** What is needed **
Make an exact copy of the entries that come next.

** Available data **
"""
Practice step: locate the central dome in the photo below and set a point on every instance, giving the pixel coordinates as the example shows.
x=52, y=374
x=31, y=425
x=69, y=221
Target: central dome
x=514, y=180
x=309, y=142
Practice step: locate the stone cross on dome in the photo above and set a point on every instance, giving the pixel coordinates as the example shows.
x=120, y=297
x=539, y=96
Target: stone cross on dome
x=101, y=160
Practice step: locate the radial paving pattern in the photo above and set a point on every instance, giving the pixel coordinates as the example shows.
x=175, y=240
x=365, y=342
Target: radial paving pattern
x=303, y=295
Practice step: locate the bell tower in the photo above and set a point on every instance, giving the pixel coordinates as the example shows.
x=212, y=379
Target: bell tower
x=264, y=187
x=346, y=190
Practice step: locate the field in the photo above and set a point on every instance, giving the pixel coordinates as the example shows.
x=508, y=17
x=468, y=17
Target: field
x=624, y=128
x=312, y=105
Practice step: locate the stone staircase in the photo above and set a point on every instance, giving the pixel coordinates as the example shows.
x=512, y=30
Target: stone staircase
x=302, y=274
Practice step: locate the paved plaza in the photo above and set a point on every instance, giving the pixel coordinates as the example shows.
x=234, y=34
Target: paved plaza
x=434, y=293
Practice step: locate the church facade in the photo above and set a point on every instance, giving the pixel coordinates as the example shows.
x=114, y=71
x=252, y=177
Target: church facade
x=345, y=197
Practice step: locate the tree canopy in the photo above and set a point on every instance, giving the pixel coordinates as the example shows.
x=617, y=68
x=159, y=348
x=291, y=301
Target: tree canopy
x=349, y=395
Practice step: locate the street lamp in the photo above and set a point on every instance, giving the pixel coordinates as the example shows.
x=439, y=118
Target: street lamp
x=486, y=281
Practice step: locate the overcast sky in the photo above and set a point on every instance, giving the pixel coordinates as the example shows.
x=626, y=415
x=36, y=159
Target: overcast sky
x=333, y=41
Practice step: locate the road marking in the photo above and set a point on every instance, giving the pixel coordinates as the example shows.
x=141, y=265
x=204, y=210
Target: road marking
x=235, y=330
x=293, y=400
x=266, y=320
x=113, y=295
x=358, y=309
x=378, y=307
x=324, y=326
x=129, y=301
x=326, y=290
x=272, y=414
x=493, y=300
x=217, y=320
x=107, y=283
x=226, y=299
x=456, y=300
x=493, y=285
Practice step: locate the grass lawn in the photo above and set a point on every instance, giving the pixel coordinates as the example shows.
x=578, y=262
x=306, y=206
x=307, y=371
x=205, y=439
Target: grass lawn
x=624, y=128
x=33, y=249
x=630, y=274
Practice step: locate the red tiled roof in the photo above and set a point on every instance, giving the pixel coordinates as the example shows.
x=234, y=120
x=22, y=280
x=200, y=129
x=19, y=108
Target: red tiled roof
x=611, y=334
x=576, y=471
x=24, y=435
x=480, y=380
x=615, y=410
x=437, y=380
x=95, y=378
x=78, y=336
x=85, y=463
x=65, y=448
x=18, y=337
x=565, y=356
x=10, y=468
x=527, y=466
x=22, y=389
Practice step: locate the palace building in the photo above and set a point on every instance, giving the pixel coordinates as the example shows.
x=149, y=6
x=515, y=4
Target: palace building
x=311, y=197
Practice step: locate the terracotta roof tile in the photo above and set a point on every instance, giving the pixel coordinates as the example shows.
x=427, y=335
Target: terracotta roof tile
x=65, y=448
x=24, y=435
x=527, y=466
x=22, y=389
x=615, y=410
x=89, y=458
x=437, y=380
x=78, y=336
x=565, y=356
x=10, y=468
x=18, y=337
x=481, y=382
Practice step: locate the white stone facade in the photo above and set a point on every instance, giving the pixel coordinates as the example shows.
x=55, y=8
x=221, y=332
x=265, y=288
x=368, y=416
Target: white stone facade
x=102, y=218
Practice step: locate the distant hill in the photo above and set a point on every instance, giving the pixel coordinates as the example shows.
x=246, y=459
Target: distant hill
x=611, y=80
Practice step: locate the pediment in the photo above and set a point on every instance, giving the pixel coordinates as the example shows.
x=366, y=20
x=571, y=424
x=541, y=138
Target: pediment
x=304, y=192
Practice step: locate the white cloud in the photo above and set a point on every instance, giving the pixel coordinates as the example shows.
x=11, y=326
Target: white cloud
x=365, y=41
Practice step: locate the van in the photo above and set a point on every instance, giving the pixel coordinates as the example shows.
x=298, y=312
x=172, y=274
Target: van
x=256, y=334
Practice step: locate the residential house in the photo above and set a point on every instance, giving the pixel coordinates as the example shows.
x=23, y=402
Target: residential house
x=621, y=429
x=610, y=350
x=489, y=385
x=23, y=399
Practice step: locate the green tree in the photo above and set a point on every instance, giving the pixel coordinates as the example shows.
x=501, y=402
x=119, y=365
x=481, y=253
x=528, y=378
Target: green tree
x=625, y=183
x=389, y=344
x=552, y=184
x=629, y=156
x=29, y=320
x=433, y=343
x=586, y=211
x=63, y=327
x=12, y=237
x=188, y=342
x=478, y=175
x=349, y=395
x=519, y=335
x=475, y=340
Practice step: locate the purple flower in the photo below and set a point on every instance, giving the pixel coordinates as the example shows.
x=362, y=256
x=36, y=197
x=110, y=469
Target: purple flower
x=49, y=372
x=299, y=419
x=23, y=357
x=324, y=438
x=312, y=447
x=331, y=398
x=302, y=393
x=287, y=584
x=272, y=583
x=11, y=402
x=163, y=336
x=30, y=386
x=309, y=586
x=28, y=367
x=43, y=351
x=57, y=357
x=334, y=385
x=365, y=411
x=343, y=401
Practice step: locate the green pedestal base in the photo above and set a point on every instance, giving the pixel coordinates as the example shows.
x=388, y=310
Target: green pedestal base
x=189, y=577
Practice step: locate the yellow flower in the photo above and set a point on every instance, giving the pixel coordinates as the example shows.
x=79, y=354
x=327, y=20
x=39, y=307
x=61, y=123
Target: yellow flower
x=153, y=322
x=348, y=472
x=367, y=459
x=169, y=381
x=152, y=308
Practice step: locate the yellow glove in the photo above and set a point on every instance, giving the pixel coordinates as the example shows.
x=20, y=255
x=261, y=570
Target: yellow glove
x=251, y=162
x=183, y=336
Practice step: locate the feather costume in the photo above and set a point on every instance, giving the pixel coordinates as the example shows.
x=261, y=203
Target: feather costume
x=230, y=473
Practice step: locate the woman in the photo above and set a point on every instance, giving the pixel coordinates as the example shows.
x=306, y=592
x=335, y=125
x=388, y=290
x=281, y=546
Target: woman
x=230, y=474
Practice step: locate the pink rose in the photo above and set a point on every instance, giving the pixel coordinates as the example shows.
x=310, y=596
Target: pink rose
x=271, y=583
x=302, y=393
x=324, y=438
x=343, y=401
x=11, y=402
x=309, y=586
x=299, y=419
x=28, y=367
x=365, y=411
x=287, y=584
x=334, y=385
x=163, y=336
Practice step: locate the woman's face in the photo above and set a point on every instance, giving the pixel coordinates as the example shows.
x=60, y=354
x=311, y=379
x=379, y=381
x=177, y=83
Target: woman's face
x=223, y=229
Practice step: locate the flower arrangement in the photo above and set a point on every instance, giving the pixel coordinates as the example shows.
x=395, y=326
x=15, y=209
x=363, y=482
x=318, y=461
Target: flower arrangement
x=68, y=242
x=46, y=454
"""
** Task solution **
Practice step: locate the central dome in the photo below and set a point on every instance, giving the pixel coordinates as the example shows.
x=52, y=374
x=31, y=425
x=69, y=221
Target: central dome
x=514, y=180
x=309, y=142
Practice step: locate the stone cross on dome in the photo above and set a point on every instance, giving the pixel coordinates as the example shows.
x=120, y=297
x=539, y=96
Target: stone cross on dome
x=101, y=160
Practice step: locate the radial paving pattern in the photo above and set a point on every instance, giving the pixel coordinates as the example shows.
x=175, y=240
x=365, y=342
Target: radial paving pattern
x=303, y=295
Practice step: locate the bell tower in the photo above and set a point on every instance, giving the pixel coordinates as the example shows.
x=212, y=379
Target: bell tower
x=264, y=187
x=346, y=190
Practice step: locate the field in the photo above and set a point on every instance, giving the pixel coordinates as the example shows.
x=508, y=17
x=468, y=17
Target: field
x=624, y=128
x=312, y=105
Practice step: locate the stone staircase in the photo above and set a point on every instance, giving the pixel coordinates as the example shows.
x=512, y=30
Target: stone staircase
x=302, y=274
Practice step: locate the paved plaza in the photo above and set a point on every instance, giving the pixel coordinates as the example shows.
x=234, y=34
Target: paved plaza
x=434, y=293
Practice step: locate the church facade in the photo above and set a point on every instance, giving the pixel coordinates as the example shows.
x=114, y=71
x=252, y=177
Target: church facade
x=345, y=197
Practice step: locate the tree canopy in the photo above and set a point on every instance, giving the pixel coordinates as the example shows.
x=617, y=68
x=159, y=348
x=291, y=301
Target: tree canopy
x=349, y=395
Practice step: locate the street lamp in the photo above and set a point on every instance, giving the pixel coordinates as the example shows.
x=439, y=118
Target: street lamp
x=486, y=281
Practice step: locate the overcast sky in the photo above and set a point on every instance, giving the pixel coordinates as the example shows.
x=626, y=415
x=36, y=159
Target: overcast sky
x=333, y=41
Practice step: locate the road marking in the photo above and set a point on every instance, giving the pixel coordinates as the example shows.
x=141, y=265
x=204, y=210
Target: road marking
x=235, y=330
x=293, y=400
x=266, y=320
x=113, y=295
x=358, y=309
x=378, y=307
x=324, y=326
x=129, y=301
x=326, y=290
x=272, y=414
x=493, y=300
x=217, y=320
x=107, y=283
x=226, y=299
x=456, y=300
x=493, y=285
Practice step: locate the grass lawn in the photo above and set a point on every instance, giving the pixel coordinates as the example shows.
x=578, y=262
x=306, y=206
x=307, y=371
x=205, y=439
Target: grass lawn
x=624, y=128
x=33, y=249
x=630, y=274
Practice step: locate the red tiled roof in the photo above and set a point on every instance, giving the pixel coordinates as the example shows.
x=234, y=120
x=22, y=280
x=200, y=129
x=19, y=108
Target: red tiled roof
x=611, y=334
x=576, y=471
x=24, y=435
x=480, y=380
x=615, y=410
x=437, y=380
x=95, y=378
x=78, y=336
x=85, y=463
x=65, y=448
x=18, y=337
x=565, y=356
x=10, y=468
x=527, y=466
x=22, y=389
Practice step: locate the palace building in the photo above and set a point on every instance, giving the pixel coordinates as the example shows.
x=149, y=6
x=515, y=4
Target: palace building
x=311, y=197
Practice step: locate the terracotta roof tile in the photo above and set a point on every instance, giving the pixel coordinates as the example shows.
x=427, y=335
Target: terracotta roof tile
x=65, y=448
x=24, y=435
x=527, y=466
x=22, y=389
x=615, y=410
x=89, y=458
x=437, y=380
x=78, y=336
x=565, y=356
x=10, y=468
x=18, y=337
x=481, y=382
Practice step: locate the white stone facade in the photo above and set a point on every instance, giving the pixel coordinates as the example shows.
x=55, y=8
x=221, y=332
x=265, y=288
x=368, y=416
Target: white stone facade
x=102, y=218
Practice step: locate the distant hill in the photo above and set a point on every instance, giving the pixel coordinates as the example shows.
x=246, y=459
Target: distant hill
x=611, y=80
Practice step: locate the pediment in the photo above and set a point on every instance, giving the pixel coordinates as the example shows.
x=366, y=20
x=571, y=424
x=541, y=138
Target: pediment
x=304, y=192
Practice step: locate the white cloud in the photo above and set a point on every instance, giving the pixel coordinates as the example shows.
x=11, y=326
Target: white cloud
x=365, y=41
Practice step: locate the van in the photo above and set a point on every instance, giving the pixel coordinates as the example shows.
x=298, y=312
x=172, y=274
Target: van
x=256, y=334
Practice step: locate the residential house in the photo above and set a point on every instance, giving the pixel coordinates as the example shows.
x=23, y=402
Target: residential house
x=621, y=429
x=610, y=350
x=489, y=385
x=23, y=399
Practice step: locate the green tree in the photo above and set a point on every instance, giving the pixel coordinates as the example shows.
x=501, y=402
x=119, y=365
x=481, y=253
x=528, y=378
Target: green tree
x=625, y=183
x=389, y=344
x=552, y=184
x=629, y=156
x=29, y=320
x=433, y=343
x=586, y=211
x=63, y=327
x=12, y=237
x=188, y=342
x=478, y=175
x=349, y=395
x=519, y=335
x=475, y=340
Practice step: locate the purple flower in the photo below and set a point on every instance, giving the pixel coordinates as the example shows.
x=362, y=256
x=36, y=197
x=110, y=469
Target: purple flower
x=49, y=372
x=299, y=419
x=23, y=357
x=324, y=438
x=312, y=447
x=331, y=398
x=302, y=393
x=287, y=584
x=272, y=583
x=11, y=402
x=163, y=336
x=30, y=386
x=309, y=586
x=28, y=367
x=43, y=351
x=57, y=357
x=334, y=385
x=365, y=411
x=343, y=401
Practice step: locate the green pedestal base in the photo above and set a point on every instance, giving the pixel coordinates as the example shows.
x=388, y=310
Target: green pedestal base
x=189, y=577
Practice step: locate the yellow flower in the photo above and set a point on every instance, giving the pixel coordinates as the example shows.
x=79, y=354
x=327, y=20
x=39, y=307
x=61, y=123
Target: yellow flower
x=153, y=322
x=348, y=472
x=367, y=459
x=169, y=381
x=152, y=308
Practice step: locate the yellow glove in the photo above and set a point on every instance, giving the pixel coordinates as the example shows.
x=20, y=255
x=261, y=570
Target: yellow glove
x=251, y=162
x=183, y=336
Practice step: locate the feather costume in the photo above and set a point on every instance, giving the pixel coordinates as the example shows.
x=261, y=203
Target: feather costume
x=230, y=473
Practice step: locate the woman in the photo above and set a point on every instance, giving the pixel coordinates as the example shows.
x=306, y=592
x=335, y=125
x=388, y=290
x=281, y=546
Target: woman
x=230, y=474
Practice step: locate the pink rose in the photo above and set a point on every instance, giving the pixel coordinates as the example shows.
x=310, y=596
Target: pink rose
x=271, y=583
x=302, y=393
x=324, y=438
x=343, y=401
x=11, y=402
x=309, y=586
x=299, y=419
x=28, y=367
x=365, y=411
x=287, y=584
x=334, y=385
x=163, y=336
Practice step: locate the woman's face in the photo above and set a point on every instance, giving the pixel coordinates as the example shows.
x=60, y=354
x=311, y=379
x=379, y=381
x=177, y=83
Target: woman's face
x=223, y=229
Practice step: locate the flower arrangement in the photo above and set a point on every instance, giving the pixel coordinates as the example shows.
x=395, y=326
x=15, y=209
x=363, y=482
x=318, y=461
Target: flower arrangement
x=68, y=242
x=46, y=454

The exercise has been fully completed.